> **CUPLIKAN TEKS**
◆ ◆ ◆ ◆ ◆

Sebelum wafat, Ki Hadjar Hardjo Oetomo mewasiatkan kepada Santoso Kartoatmodjo untuk mengumpulkan saudara Setia Hati, membentuk wadah yang kuat, dan melestarikan ajarannya. Santoso bersama RM Soetomo Mangkoedjojo mengumpulkan 30 tokoh Setia Hati di kediamannya. Dalam musyawarah 25 Maret 1951 tersebut, disepakati nama Setia Hati Terate, pembuatan Anggaran Dasar dan Anggaran Rumah Tangga, serta penetapan lambang organisasi.
Pengurus pertama terdiri dari Santoso Kartoatmodjo sebagai Ketua, Seomadji sebagai Sekretaris, Bambang Soedarsono sebagai Bendahara, dan pelatih Hardjo Mardjoet serta Badini.
Pada masa kepemimpinannya 1958-1966, Santoso menyetujui pengajaran materi karya Irsad berupa Senam 1–90, Senam Toya, Senam Belati, dan Kerambit sebagai materi pokok.
Tahun 1966, kepemimpinan PSHT beralih ke Raden Mas Soetomo Mangkoedjojo. Santoso Kartoatmodjo menikah dengan Sumini dan memiliki 11 anak, sembilan putra dan dua putri. Beberapa di antaranya adalah Soesanto Pudyodarmo, Soeseno Darmosasono, Soewignyo Dibyomartono, Soeyadi Purboyono, Sundari Miliarti, dan lainnya.

◆ ◆ ◆ ◆ ◆

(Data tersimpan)
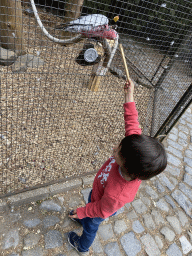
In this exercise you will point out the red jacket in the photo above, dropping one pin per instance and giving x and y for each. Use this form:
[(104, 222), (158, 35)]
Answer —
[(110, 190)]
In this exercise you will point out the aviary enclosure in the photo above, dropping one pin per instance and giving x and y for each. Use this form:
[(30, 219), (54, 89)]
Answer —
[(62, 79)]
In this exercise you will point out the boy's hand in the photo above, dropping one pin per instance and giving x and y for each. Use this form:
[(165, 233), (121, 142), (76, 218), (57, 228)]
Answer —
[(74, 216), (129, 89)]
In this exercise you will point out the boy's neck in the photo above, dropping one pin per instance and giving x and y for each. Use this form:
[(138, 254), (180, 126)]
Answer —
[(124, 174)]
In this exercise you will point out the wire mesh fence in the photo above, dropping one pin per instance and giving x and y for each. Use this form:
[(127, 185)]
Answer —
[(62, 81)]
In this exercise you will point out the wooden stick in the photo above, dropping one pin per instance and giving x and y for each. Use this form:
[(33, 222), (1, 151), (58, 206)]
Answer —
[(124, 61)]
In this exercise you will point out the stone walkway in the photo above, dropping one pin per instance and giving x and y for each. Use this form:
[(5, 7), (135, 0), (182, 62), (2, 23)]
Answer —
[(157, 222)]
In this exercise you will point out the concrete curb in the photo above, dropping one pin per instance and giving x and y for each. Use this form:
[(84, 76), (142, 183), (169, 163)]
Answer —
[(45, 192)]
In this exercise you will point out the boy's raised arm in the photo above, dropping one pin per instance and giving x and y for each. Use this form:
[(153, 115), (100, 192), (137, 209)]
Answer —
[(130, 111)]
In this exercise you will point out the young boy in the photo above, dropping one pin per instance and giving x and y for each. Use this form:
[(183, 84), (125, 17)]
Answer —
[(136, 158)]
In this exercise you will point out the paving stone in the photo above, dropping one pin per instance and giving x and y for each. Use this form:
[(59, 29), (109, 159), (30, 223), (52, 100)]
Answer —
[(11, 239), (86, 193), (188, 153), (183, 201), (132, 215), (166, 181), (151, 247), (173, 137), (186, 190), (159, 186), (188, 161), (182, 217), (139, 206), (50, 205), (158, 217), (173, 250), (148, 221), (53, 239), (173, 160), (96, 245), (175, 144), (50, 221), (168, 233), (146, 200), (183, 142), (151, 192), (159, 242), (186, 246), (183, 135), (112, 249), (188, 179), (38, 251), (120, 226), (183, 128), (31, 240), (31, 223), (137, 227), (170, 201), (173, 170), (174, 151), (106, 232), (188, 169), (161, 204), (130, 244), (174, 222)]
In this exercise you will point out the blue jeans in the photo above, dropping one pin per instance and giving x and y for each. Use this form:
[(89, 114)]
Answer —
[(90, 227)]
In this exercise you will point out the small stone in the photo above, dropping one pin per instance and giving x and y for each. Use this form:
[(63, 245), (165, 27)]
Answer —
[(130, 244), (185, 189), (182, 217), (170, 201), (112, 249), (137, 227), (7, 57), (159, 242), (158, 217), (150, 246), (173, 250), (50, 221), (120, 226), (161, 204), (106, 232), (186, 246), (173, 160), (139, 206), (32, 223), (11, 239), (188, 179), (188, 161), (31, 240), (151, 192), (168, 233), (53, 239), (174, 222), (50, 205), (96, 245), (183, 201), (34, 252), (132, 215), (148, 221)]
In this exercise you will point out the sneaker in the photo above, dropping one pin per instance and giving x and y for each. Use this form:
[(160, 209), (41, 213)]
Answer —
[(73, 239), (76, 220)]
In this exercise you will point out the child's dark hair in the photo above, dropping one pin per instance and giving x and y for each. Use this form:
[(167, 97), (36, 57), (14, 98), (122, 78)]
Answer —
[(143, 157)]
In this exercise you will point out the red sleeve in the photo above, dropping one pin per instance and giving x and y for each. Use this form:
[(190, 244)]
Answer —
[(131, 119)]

◆ ◆ ◆ ◆ ◆

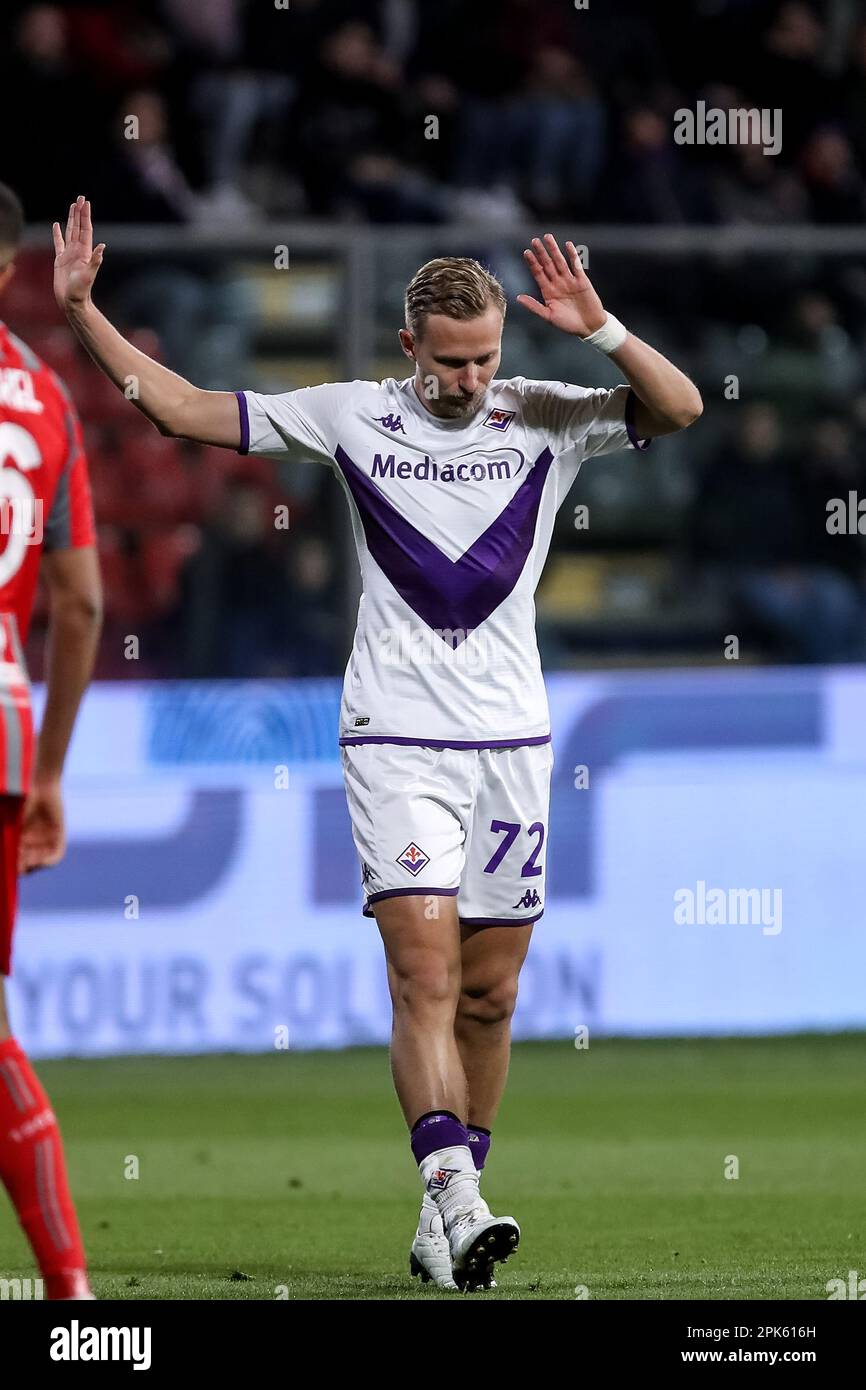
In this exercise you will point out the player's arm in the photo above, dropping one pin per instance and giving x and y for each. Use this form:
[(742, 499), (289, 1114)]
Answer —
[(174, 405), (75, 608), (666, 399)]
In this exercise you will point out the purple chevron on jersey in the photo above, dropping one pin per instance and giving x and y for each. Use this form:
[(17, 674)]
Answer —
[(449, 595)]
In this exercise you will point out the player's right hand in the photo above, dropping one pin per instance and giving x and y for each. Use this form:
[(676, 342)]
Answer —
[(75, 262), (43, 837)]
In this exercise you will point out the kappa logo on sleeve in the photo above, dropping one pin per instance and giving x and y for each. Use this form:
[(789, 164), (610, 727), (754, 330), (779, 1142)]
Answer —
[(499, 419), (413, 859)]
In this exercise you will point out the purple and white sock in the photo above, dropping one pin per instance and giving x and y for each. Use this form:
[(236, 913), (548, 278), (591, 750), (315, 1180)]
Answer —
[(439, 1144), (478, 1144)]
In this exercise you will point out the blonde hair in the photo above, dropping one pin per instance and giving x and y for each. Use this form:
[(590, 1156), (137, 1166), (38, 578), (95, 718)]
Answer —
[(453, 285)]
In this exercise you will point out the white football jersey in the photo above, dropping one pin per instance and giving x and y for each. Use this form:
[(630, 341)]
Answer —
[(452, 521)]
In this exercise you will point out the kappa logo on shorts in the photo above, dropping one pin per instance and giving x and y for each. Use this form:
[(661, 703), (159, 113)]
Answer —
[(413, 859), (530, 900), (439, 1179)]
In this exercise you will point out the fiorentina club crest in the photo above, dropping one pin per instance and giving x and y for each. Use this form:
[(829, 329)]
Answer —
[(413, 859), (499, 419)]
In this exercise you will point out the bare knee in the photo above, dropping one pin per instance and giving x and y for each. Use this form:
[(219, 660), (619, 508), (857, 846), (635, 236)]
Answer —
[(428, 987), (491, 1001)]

◆ ◆ ◆ ◆ ◆

Tuliskan lanjutan teks tentang sejarah Persaudaraan Setia Hati Terate, dimulai tepat setelah kalimat terakhirnya.

> **JAWABAN**
Beliau wafat pada Oktober 1990 dan dimakamkan di Surabaya.
6. Soetomo Mangkoedjojo, Ketua Umum SH Terate 1953-1956 & 1966-1974
Pada tanggal 13 September 1953, sebuah musyawarah penting kembali diselenggarakan di kediaman Soetomo Mangkoedjojo yang beralamat di Jalan Diponegoro 45, Madiun. Agenda utama musyawarah ini adalah penunjukan kepemimpinan baru untuk Persaudaraan Setia Hati Terate (PSHT) setelah berakhirnya masa jabatan pimpinan sebelumnya.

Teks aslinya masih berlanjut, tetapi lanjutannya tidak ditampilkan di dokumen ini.